:: Texte fourni ::

---*---

Bon sinon, on s'écarte sérieusement du sujet !
Bref, que pensez vous de l'écriture automatique, du moins au sens académique du terme, pour le moment ?
24 avril 04 01h24
isis
Je me suis longtemps interressée à la peinture surréaliste...Dali...mon poète...
Mais l'écriture automatique, dans ce cas de figure, reste un domaine inexploré et plein d'interrogations pour moi...
Donc je laisserai les autres s'exprimer sur le sujet, pour le moment tout du moins.
24 avril 04 01h28
Zarno
Il y a aussi l'écriture automatique moins académique (ce qui d'ailleurs est un comble : codifier, réglementer et délimiter ce qui doit avant tout être la liberté de l'inconscient).

---*---

:: Énoncé 1 ::
Recopiez le passage du texte fourni en commençant par « Bon sinon, on » et en allant jusqu'à « d'interrogations pour moi... », mais mettez « Magritte » à la place de « Dali ».
:: Énoncé 2 ::
D'après le texte fourni, quel genre de peinture a longtemps intéressé isis ?

:: Données extraites ::
---*---

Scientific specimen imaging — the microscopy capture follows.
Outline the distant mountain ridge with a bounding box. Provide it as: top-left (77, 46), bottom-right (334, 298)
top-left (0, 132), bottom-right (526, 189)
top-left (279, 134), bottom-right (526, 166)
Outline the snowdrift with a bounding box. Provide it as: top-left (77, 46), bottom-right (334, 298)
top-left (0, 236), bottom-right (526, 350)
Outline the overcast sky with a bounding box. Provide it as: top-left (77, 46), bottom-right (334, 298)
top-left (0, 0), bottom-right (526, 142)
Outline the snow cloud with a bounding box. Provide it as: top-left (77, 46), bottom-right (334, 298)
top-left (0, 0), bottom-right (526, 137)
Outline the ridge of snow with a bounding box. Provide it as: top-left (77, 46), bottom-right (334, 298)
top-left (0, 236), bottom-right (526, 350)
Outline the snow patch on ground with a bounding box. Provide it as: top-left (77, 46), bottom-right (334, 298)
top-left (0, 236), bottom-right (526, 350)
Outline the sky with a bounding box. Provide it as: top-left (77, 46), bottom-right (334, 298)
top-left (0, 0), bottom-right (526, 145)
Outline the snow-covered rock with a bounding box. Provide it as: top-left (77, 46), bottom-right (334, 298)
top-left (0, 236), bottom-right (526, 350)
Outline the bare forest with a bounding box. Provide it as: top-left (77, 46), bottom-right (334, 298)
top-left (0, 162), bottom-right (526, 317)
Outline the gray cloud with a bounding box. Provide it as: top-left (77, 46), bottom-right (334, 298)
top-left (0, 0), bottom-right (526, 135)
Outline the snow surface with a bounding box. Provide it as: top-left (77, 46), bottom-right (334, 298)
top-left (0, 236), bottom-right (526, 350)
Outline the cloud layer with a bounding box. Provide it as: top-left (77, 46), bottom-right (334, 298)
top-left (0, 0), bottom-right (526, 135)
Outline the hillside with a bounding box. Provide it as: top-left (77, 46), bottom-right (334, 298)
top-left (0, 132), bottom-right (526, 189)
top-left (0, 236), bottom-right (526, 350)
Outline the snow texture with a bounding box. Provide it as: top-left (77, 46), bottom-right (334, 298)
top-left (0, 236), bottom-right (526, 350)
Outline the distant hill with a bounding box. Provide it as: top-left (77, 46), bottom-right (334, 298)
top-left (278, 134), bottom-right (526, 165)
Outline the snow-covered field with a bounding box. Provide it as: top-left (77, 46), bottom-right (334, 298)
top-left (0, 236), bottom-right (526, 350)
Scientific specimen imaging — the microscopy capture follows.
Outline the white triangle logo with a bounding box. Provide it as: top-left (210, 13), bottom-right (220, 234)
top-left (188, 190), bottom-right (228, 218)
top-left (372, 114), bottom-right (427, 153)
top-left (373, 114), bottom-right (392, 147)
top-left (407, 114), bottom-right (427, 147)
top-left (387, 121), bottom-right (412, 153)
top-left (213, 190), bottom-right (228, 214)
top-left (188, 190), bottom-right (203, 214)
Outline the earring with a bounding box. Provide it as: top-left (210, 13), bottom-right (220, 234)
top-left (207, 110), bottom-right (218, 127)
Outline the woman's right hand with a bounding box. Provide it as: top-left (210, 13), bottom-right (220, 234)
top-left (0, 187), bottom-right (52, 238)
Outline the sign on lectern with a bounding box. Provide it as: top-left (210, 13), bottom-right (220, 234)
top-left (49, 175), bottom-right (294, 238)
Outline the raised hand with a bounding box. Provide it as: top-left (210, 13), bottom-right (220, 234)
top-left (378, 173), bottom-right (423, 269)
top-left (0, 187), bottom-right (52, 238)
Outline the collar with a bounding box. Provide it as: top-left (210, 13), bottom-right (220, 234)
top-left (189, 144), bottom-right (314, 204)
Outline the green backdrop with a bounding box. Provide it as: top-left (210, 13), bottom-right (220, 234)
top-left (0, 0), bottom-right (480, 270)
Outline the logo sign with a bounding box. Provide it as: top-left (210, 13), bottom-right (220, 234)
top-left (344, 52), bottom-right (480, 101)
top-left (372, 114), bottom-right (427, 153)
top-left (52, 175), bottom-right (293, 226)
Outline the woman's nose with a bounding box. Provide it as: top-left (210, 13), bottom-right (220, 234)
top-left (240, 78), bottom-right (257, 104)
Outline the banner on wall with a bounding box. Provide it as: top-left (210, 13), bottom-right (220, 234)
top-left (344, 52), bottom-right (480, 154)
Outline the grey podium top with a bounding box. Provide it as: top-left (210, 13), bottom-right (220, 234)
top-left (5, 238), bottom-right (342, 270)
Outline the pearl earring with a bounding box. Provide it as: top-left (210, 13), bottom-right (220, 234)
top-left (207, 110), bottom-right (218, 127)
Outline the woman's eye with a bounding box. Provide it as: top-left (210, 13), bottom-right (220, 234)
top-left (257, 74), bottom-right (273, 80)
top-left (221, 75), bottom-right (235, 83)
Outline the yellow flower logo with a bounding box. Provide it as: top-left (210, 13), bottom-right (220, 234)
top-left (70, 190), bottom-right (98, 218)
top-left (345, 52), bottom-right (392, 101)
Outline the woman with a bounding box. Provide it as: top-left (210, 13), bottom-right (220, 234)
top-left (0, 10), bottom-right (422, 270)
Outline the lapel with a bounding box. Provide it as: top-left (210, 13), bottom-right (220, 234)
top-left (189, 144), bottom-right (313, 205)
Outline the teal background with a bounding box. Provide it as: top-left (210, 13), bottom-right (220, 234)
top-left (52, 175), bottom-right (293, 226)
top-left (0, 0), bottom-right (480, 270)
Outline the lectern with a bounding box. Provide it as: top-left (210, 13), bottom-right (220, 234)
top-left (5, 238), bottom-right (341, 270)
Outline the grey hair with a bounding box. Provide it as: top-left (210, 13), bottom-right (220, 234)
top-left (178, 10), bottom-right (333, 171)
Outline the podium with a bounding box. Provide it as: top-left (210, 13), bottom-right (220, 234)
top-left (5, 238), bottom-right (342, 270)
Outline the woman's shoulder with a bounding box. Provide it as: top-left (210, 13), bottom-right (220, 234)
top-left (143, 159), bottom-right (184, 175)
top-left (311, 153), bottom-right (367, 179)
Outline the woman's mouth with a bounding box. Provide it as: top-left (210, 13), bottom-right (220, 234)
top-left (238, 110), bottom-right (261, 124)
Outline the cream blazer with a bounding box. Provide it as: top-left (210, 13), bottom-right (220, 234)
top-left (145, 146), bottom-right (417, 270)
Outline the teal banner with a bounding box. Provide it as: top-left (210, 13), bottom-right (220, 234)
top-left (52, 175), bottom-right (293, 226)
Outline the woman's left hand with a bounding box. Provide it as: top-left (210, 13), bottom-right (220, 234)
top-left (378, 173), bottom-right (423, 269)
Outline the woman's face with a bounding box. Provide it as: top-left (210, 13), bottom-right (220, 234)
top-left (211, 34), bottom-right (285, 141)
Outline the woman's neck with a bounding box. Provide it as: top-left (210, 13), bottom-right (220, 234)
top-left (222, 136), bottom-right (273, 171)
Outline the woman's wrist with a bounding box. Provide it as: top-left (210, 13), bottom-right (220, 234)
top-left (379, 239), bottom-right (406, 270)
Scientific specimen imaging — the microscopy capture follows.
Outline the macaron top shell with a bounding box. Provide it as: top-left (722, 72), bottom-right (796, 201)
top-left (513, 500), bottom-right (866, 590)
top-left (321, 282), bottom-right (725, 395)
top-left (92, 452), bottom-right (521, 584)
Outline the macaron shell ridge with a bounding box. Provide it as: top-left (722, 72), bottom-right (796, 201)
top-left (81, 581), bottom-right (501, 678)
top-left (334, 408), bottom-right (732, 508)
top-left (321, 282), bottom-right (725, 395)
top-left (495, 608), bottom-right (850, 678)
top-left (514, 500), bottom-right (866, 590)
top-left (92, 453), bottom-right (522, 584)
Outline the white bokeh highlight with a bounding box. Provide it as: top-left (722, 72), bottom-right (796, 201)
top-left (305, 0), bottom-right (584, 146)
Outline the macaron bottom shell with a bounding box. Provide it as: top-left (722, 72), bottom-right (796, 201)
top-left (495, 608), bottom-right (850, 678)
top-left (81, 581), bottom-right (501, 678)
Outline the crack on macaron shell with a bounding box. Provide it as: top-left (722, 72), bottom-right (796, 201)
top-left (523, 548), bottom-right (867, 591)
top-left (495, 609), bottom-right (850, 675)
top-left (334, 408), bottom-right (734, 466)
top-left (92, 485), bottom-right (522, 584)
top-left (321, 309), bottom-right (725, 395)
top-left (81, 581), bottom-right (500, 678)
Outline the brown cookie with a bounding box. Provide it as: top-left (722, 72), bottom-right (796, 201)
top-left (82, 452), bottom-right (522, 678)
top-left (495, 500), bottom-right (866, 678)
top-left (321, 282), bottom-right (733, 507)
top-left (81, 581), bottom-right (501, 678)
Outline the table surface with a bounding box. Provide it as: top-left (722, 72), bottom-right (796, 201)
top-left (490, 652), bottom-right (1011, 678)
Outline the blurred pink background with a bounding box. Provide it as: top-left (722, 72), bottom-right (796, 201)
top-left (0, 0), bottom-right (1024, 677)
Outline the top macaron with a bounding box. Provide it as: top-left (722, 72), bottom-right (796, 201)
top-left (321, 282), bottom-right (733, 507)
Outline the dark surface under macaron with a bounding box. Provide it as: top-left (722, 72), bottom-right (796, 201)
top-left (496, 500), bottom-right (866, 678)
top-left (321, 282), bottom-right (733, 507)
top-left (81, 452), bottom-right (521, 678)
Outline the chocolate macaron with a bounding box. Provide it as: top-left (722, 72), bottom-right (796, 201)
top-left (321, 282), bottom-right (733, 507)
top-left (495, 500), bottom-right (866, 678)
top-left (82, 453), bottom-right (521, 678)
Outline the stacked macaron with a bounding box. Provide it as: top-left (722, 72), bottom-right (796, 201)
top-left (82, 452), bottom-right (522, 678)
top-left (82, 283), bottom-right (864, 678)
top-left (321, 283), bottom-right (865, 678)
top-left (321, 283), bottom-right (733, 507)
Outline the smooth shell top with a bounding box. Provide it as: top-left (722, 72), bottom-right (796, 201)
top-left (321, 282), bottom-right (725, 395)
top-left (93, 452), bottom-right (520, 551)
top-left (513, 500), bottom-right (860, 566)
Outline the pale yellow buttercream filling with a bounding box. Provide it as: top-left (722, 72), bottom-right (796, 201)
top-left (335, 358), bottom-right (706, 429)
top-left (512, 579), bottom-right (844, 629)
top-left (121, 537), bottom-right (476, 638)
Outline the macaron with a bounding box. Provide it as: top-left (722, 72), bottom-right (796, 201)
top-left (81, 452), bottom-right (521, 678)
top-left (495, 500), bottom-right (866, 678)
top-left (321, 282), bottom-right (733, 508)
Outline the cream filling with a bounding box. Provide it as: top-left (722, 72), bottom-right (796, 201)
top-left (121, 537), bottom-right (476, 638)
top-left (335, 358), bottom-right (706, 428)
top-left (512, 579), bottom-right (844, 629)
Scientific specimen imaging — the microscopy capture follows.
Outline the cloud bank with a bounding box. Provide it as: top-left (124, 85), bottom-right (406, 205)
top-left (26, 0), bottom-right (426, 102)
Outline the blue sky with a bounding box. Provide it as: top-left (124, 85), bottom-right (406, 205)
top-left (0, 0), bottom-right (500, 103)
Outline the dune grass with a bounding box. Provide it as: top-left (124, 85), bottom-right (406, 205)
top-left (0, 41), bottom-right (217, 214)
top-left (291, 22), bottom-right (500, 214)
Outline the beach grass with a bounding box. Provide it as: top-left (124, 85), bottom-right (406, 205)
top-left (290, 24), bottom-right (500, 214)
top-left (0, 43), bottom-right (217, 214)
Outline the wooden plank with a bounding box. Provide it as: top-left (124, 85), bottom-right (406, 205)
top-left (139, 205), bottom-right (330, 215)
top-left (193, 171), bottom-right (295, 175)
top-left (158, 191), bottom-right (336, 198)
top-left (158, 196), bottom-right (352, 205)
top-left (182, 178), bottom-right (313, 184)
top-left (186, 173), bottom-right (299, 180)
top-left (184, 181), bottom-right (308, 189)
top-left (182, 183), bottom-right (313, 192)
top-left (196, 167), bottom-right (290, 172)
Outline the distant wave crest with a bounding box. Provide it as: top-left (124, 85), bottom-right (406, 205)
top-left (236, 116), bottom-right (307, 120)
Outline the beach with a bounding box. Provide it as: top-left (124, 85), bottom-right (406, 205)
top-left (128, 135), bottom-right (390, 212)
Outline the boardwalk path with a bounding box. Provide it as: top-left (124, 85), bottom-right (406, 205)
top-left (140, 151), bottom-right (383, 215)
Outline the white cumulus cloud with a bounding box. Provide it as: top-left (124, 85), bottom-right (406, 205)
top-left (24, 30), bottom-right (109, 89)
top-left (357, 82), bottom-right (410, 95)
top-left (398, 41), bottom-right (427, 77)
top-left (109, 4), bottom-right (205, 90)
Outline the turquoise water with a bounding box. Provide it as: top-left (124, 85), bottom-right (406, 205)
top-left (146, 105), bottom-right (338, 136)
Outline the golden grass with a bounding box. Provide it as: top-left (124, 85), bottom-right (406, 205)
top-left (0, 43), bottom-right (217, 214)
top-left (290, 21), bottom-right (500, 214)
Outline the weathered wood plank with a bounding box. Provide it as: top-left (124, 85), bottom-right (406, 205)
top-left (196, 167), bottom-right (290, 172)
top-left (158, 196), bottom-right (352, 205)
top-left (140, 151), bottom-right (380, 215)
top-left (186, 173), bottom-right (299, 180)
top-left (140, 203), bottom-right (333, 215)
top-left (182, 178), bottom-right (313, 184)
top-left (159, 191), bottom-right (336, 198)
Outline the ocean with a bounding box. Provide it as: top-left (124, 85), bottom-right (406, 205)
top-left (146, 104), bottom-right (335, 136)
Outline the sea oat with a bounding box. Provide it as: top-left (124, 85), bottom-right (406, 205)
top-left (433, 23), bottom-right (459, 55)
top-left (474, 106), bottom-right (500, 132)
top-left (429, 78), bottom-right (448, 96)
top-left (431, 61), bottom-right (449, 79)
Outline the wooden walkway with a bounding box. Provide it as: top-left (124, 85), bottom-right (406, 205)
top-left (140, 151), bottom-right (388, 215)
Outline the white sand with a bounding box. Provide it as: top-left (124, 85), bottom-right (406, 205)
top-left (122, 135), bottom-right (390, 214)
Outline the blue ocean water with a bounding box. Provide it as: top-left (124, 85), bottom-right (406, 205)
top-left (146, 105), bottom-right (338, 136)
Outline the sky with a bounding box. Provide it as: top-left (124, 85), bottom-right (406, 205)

---*---

:: Résultat final 1 ::
Bon sinon, on s'écarte sérieusement du sujet !
Bref, que pensez vous de l'écriture automatique, du moins au sens académique du terme, pour le moment ?
24 avril 04 01h24
isis
Je me suis longtemps interressée à la peinture surréaliste...Magritte...mon poète...
Mais l'écriture automatique, dans ce cas de figure, reste un domaine inexploré et plein d'interrogations pour moi...

:: Résultat final 2 ::
La peinture surréaliste.